(Exercise data)

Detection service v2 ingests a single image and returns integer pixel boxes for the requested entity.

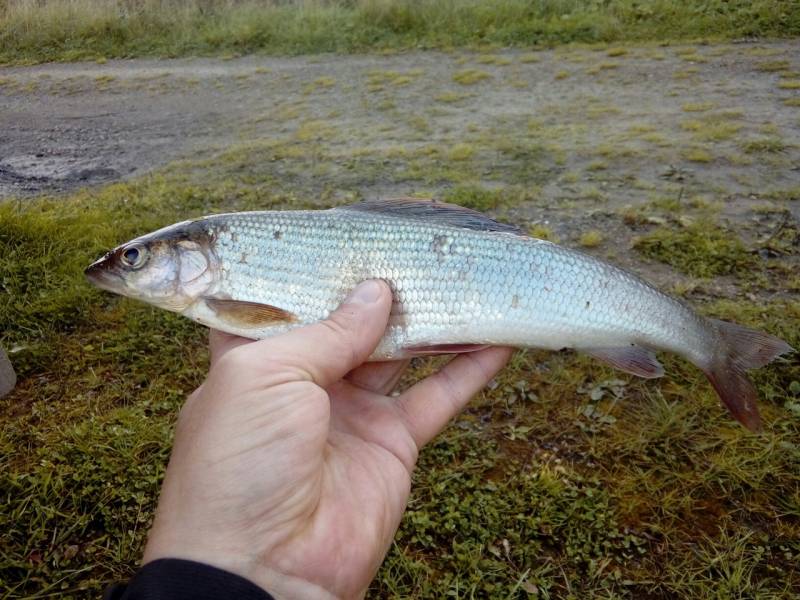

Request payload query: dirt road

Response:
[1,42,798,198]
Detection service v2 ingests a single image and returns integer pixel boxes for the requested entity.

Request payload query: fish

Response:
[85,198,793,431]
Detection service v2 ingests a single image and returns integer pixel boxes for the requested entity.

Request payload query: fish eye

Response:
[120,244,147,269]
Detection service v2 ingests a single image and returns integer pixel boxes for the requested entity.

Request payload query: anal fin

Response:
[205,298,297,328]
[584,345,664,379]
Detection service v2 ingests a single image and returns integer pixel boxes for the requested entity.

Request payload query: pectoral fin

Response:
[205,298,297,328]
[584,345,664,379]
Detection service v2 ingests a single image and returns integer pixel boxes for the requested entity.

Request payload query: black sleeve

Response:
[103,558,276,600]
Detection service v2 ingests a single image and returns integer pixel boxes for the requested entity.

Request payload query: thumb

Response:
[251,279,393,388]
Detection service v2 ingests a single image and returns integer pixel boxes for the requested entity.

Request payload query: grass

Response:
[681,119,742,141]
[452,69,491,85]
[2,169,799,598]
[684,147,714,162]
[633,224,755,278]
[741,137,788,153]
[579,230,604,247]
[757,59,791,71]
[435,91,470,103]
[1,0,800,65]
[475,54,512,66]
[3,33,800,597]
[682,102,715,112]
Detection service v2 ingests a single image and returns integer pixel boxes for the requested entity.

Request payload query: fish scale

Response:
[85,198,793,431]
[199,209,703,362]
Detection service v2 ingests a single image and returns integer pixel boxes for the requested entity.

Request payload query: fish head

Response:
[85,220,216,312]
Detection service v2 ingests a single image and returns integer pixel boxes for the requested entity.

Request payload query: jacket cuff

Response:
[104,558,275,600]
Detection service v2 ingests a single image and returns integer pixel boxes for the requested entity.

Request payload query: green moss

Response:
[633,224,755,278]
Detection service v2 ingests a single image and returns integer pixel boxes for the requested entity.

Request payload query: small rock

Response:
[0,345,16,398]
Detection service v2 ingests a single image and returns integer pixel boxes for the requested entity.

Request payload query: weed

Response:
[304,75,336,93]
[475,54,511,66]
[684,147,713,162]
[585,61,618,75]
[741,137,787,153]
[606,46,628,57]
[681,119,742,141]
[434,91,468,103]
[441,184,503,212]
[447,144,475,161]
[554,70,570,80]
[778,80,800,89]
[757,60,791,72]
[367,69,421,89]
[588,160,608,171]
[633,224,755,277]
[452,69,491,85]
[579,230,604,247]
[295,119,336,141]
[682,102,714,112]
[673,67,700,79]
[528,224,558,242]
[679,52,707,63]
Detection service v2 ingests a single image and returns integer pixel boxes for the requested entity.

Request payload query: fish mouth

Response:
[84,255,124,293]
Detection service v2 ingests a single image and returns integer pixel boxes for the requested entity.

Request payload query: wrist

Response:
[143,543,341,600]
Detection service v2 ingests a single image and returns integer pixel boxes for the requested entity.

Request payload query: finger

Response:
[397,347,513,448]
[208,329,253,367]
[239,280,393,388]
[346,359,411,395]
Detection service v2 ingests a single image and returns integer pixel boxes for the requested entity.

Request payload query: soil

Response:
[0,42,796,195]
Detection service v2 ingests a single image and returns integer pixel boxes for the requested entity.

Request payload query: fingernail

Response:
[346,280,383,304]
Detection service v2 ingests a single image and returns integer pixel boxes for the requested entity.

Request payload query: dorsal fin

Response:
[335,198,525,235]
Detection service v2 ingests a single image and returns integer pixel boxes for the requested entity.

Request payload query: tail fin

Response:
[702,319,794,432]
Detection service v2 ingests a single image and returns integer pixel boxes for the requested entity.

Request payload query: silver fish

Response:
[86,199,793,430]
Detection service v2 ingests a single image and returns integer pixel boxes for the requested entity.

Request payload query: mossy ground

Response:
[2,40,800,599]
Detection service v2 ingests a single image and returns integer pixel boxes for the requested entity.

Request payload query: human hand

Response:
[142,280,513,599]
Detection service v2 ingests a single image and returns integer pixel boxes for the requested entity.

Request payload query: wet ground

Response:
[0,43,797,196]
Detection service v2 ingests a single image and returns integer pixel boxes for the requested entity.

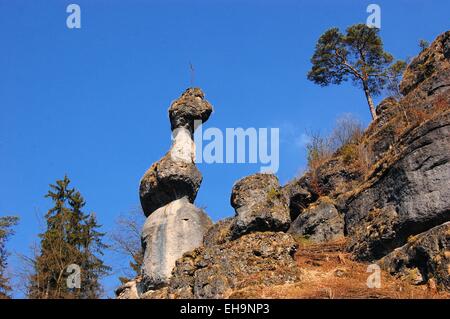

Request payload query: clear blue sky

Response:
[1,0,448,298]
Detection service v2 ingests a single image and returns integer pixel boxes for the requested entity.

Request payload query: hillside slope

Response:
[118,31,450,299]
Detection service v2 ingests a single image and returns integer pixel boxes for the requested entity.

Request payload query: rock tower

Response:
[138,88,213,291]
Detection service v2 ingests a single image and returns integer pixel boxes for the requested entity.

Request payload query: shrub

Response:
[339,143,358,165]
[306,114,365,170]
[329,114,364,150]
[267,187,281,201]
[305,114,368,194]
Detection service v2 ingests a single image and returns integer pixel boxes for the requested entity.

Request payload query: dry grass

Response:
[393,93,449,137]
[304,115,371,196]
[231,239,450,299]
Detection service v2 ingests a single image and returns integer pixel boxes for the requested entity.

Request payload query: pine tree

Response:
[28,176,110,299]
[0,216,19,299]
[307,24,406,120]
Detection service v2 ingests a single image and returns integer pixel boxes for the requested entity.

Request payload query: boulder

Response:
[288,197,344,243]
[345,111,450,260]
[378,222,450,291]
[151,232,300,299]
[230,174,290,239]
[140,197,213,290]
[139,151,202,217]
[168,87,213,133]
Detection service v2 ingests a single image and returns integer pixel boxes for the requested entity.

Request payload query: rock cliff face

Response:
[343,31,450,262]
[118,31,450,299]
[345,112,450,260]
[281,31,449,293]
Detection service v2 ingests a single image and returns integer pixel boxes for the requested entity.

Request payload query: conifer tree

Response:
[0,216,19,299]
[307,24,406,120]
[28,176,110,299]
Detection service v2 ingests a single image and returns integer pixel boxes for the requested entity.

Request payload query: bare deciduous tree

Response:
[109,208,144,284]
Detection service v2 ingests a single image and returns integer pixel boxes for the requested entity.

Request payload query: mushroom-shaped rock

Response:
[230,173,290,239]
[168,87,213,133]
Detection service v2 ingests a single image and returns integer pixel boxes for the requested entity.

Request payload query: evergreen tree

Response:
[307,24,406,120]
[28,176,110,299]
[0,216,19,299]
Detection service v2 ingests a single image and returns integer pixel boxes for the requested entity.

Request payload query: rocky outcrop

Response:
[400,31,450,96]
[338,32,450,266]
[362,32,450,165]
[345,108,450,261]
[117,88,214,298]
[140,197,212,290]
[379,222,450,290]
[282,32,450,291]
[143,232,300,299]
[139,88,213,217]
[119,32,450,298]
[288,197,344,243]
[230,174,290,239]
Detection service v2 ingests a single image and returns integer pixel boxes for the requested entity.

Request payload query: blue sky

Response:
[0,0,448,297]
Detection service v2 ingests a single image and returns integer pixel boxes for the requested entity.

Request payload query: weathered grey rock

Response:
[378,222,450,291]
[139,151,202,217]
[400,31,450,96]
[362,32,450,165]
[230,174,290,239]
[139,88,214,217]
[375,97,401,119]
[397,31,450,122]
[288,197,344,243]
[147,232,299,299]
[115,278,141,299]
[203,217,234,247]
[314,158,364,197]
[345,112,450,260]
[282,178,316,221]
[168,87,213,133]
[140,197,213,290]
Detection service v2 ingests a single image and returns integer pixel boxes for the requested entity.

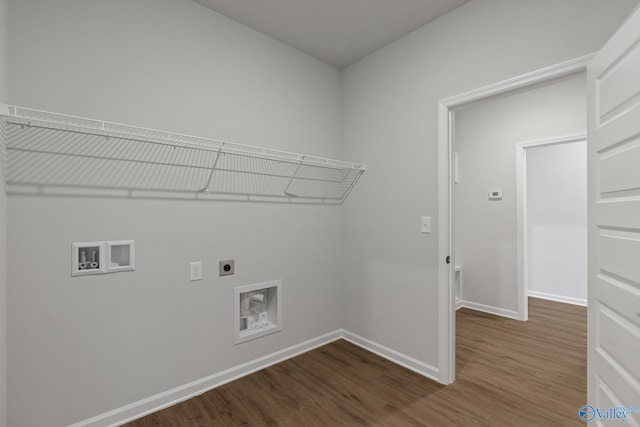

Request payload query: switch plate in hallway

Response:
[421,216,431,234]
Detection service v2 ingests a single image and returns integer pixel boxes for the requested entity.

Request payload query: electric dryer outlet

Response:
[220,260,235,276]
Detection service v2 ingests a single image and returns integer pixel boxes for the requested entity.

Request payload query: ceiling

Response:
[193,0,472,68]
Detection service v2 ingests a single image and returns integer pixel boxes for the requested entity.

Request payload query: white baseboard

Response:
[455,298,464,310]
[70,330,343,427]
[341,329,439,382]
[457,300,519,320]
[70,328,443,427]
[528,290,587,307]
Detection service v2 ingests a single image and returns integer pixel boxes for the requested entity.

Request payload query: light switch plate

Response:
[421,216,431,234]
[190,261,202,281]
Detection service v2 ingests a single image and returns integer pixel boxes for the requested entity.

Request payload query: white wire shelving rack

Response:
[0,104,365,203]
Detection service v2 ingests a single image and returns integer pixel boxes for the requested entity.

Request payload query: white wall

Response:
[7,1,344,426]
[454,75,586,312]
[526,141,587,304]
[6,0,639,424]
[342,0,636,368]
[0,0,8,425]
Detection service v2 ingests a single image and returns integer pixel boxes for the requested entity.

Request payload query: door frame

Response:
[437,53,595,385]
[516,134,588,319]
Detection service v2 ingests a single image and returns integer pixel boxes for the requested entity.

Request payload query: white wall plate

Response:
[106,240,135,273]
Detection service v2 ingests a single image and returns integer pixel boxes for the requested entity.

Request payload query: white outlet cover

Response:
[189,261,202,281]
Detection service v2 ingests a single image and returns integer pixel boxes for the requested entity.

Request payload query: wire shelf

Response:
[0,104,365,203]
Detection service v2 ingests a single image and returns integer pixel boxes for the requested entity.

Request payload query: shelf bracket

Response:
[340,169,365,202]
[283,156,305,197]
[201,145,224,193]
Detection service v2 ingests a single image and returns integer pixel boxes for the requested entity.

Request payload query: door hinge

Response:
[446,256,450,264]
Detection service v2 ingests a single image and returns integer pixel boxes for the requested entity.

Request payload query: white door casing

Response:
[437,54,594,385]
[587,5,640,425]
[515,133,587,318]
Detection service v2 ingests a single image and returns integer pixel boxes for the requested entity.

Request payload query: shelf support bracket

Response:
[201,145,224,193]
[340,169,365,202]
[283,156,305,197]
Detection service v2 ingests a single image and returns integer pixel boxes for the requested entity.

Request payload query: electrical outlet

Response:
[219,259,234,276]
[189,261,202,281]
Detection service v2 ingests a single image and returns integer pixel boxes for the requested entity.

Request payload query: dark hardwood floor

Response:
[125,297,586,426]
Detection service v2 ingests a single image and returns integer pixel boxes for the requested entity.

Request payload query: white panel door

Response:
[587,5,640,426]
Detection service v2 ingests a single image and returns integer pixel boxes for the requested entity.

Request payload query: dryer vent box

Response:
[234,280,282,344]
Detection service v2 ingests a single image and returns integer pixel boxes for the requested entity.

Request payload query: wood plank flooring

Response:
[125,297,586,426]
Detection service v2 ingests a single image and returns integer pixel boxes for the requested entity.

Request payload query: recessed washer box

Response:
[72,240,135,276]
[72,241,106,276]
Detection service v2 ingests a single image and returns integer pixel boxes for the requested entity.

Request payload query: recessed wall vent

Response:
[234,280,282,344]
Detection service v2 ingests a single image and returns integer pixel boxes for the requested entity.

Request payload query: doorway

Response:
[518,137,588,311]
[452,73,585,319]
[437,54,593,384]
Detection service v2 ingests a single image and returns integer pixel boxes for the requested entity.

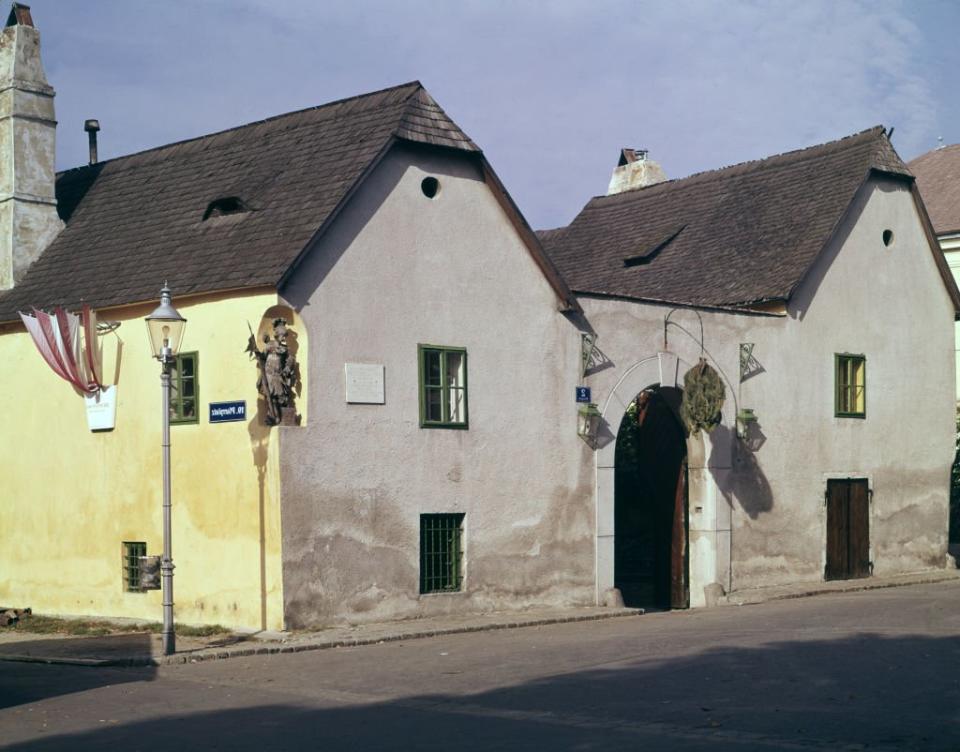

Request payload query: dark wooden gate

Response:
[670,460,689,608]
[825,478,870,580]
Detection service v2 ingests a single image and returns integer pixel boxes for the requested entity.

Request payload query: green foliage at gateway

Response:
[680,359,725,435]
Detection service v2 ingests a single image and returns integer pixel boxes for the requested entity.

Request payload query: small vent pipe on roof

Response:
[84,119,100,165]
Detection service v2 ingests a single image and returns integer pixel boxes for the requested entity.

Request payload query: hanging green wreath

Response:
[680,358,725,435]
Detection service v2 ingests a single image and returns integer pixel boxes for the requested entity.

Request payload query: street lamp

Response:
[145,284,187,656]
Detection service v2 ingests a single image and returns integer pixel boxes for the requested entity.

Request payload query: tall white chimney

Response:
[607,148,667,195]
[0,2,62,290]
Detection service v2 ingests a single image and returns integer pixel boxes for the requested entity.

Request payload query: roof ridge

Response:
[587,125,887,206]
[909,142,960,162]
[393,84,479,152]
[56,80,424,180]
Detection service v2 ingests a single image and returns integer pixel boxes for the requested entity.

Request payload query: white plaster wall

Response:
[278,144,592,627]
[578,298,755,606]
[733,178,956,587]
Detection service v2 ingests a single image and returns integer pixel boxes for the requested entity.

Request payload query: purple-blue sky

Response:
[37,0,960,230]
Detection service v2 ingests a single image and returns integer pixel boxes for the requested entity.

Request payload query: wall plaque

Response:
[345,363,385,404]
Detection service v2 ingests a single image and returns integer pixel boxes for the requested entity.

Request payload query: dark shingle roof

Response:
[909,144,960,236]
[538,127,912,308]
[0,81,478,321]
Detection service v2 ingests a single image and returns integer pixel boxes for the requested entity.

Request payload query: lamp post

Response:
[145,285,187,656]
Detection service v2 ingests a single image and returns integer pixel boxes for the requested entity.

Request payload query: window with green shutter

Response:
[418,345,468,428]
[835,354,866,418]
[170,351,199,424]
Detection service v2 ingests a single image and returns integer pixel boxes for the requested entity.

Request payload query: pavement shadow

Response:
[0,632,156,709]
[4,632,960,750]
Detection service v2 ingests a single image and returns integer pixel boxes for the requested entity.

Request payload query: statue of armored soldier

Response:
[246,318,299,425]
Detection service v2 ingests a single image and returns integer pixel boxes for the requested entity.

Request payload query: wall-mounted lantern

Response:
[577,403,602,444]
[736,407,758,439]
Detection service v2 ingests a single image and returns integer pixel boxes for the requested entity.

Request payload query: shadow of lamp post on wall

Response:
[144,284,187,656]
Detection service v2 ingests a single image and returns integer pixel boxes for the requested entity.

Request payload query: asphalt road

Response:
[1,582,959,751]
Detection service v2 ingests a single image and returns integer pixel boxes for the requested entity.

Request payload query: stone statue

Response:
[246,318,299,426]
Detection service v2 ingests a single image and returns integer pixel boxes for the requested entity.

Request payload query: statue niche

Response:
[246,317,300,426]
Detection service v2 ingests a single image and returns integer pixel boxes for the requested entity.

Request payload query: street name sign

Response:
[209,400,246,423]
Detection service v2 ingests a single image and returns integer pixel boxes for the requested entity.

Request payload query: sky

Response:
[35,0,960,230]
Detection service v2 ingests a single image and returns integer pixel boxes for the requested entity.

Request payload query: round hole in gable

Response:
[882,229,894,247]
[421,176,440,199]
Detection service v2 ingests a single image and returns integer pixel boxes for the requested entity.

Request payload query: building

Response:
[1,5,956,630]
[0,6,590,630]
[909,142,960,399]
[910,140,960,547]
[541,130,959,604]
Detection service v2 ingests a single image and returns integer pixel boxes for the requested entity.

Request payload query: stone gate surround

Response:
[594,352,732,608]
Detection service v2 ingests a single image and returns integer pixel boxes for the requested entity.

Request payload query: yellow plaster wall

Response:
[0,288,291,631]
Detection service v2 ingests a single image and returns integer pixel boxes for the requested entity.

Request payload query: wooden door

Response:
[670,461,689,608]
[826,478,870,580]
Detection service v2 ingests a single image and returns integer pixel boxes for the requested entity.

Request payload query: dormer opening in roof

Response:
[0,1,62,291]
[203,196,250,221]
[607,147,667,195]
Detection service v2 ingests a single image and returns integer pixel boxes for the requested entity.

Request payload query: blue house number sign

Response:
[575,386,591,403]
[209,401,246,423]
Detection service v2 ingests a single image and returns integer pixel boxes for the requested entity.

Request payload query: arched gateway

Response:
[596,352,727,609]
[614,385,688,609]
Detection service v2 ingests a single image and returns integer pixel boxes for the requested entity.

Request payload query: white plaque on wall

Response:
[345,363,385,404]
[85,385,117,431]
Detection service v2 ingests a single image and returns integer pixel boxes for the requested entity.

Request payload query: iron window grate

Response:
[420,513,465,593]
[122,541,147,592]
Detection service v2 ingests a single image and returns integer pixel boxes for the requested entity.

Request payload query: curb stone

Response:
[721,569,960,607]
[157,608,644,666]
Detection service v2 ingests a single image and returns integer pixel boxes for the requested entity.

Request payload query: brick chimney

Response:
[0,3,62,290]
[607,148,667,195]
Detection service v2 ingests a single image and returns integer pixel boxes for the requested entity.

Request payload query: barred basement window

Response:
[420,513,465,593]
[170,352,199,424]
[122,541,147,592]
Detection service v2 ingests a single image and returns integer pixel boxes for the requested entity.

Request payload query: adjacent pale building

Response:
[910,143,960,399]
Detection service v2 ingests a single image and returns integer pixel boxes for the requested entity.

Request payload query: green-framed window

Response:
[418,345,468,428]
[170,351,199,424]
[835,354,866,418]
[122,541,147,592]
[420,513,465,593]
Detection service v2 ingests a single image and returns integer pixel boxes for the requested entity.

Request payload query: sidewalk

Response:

(End Exercise data)

## What the task requires:
Find the word "post" in the entries, and copy every line it shows up in.

## Result:
Request payload query: lamp post
Request payload query: shadow of lamp post on wall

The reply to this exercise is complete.